All posts

Anthropic Exposed AI Commerce’s Biggest Problem. We’re Fixing It.

BlogORO Team

Last week, Anthropic dropped a post about Project Deal. TLDR; they assigned a bartering agent to each of the 69 Anthropic employees who were part of the experiment. Each agent interviewed its principal to understand their desires and negotiating style. Agents were then set free to negotiate with each other in an agentic commerce free-for-all.

How did it go?

The agents made 186 deals, spending a total of $4,000. Participants said Claude’s deals “seemed fair,” with nearly half saying they’d pay for a similar service in the future.

The kicker: Anthropic ran a second experiment-within-an-experiment, unbeknownst to the 69 participants.

Participants thought they were each getting the exact same bartering agent – a level playing field. But Anthropic varied the models that each agent was based on, secretly nerfing some participants while giving others an edge.

And the edge was dramatic: an agent based on Haiku, their cheaper model for small tasks, sold a folding bike for $38. An agent based on Opus – their best model, capable of complex reasoning – sold the same bike for $65 – getting 71% more for the exact same item.

Here’s the scary part: participants couldn’t tell when they had an inferior shopping agent. In fact, participants actually rated Haiku-based agents as fairer than Opus-based agents.

So what happens when buyers in a market can’t tell if they got a good deal?

In other words: what happens when quality is obfuscated in a marketplace?

Akerlof’s Market for Lemons

In 1970, American economist George Akerlof asked: “What happens to a used car market when buyers can’t tell the difference between a good car and a lemon?”

Akerlof modeled a used car market to explore the question. His model was identical to a real-life used car market, with one key distinction: buyers couldn’t know if they were buying a good car or a lemon. They had to buy blind, with no quality signals.

The model proved that a lack of quality signals destroys a market:

  • Buyers lowball sellers. They can’t tell if they’re buying a lemon or a good car, and don’t want to risk overpaying for a lemon.

  • Sellers of good cars are no longer incentivised by prices to keep their wares in the market

  • Eventually, 100% of the offerings in the market are lemons

Now replace cars with shopping agents.

::::

- WHAT THE TASK ASKS:
Copy out the whole post on Project Deal and Akerlof's market for lemons word for word. The lines after the post are not needed for anything here.

- STORED DATA:
::::

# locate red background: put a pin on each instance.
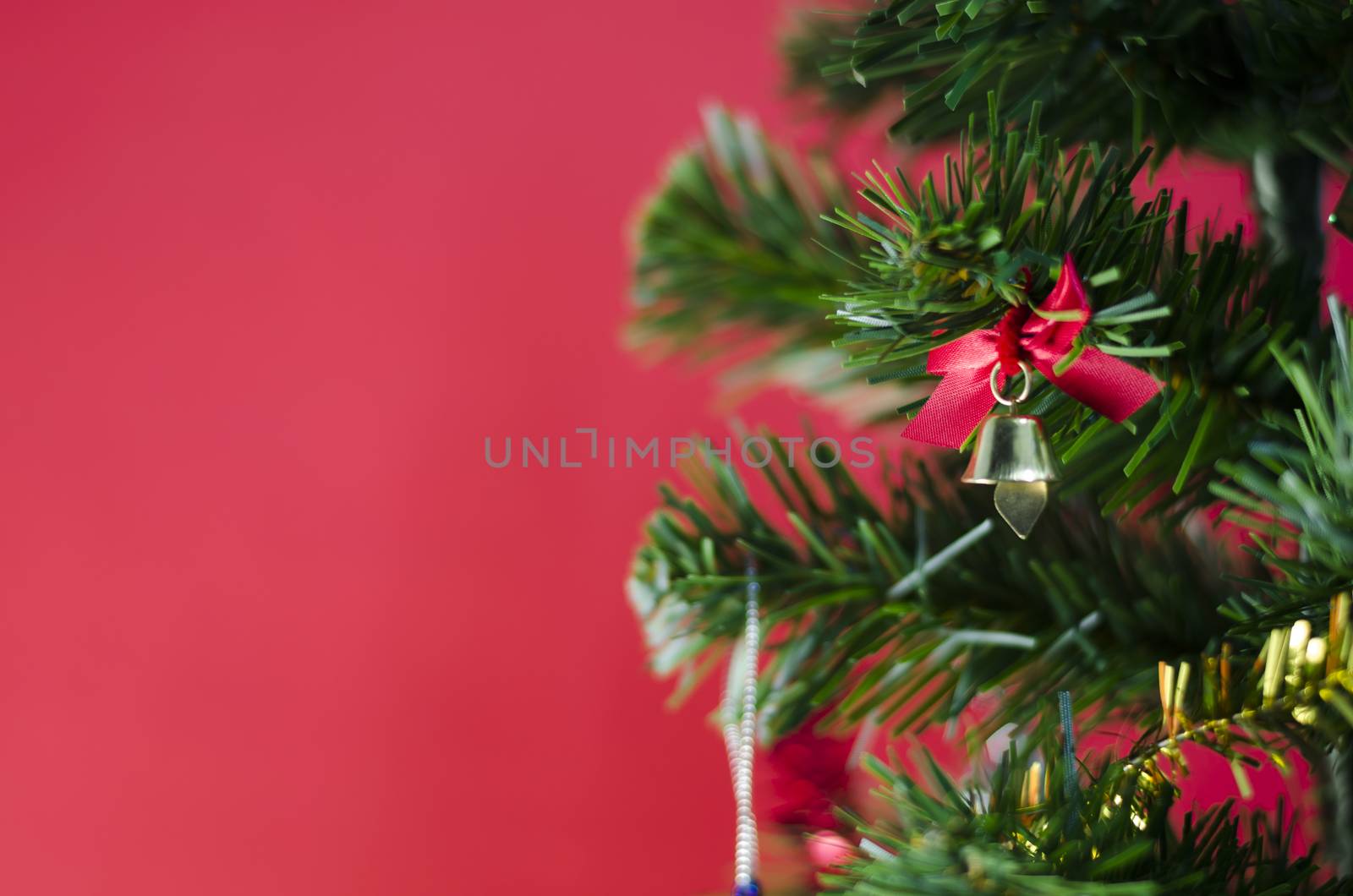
(271, 274)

::::

- ANSWER SECTION:
All posts

Anthropic Exposed AI Commerce’s Biggest Problem. We’re Fixing It.

BlogORO Team

Last week, Anthropic dropped a post about Project Deal. TLDR; they assigned a bartering agent to each of the 69 Anthropic employees who were part of the experiment. Each agent interviewed its principal to understand their desires and negotiating style. Agents were then set free to negotiate with each other in an agentic commerce free-for-all.

How did it go?

The agents made 186 deals, spending a total of $4,000. Participants said Claude’s deals “seemed fair,” with nearly half saying they’d pay for a similar service in the future.

The kicker: Anthropic ran a second experiment-within-an-experiment, unbeknownst to the 69 participants.

Participants thought they were each getting the exact same bartering agent – a level playing field. But Anthropic varied the models that each agent was based on, secretly nerfing some participants while giving others an edge.

And the edge was dramatic: an agent based on Haiku, their cheaper model for small tasks, sold a folding bike for $38. An agent based on Opus – their best model, capable of complex reasoning – sold the same bike for $65 – getting 71% more for the exact same item.

Here’s the scary part: participants couldn’t tell when they had an inferior shopping agent. In fact, participants actually rated Haiku-based agents as fairer than Opus-based agents.

So what happens when buyers in a market can’t tell if they got a good deal?

In other words: what happens when quality is obfuscated in a marketplace?

Akerlof’s Market for Lemons

In 1970, American economist George Akerlof asked: “What happens to a used car market when buyers can’t tell the difference between a good car and a lemon?”

Akerlof modeled a used car market to explore the question. His model was identical to a real-life used car market, with one key distinction: buyers couldn’t know if they were buying a good car or a lemon. They had to buy blind, with no quality signals.

The model proved that a lack of quality signals destroys a market:

  • Buyers lowball sellers. They can’t tell if they’re buying a lemon or a good car, and don’t want to risk overpaying for a lemon.

  • Sellers of good cars are no longer incentivised by prices to keep their wares in the market

  • Eventually, 100% of the offerings in the market are lemons

Now replace cars with shopping agents.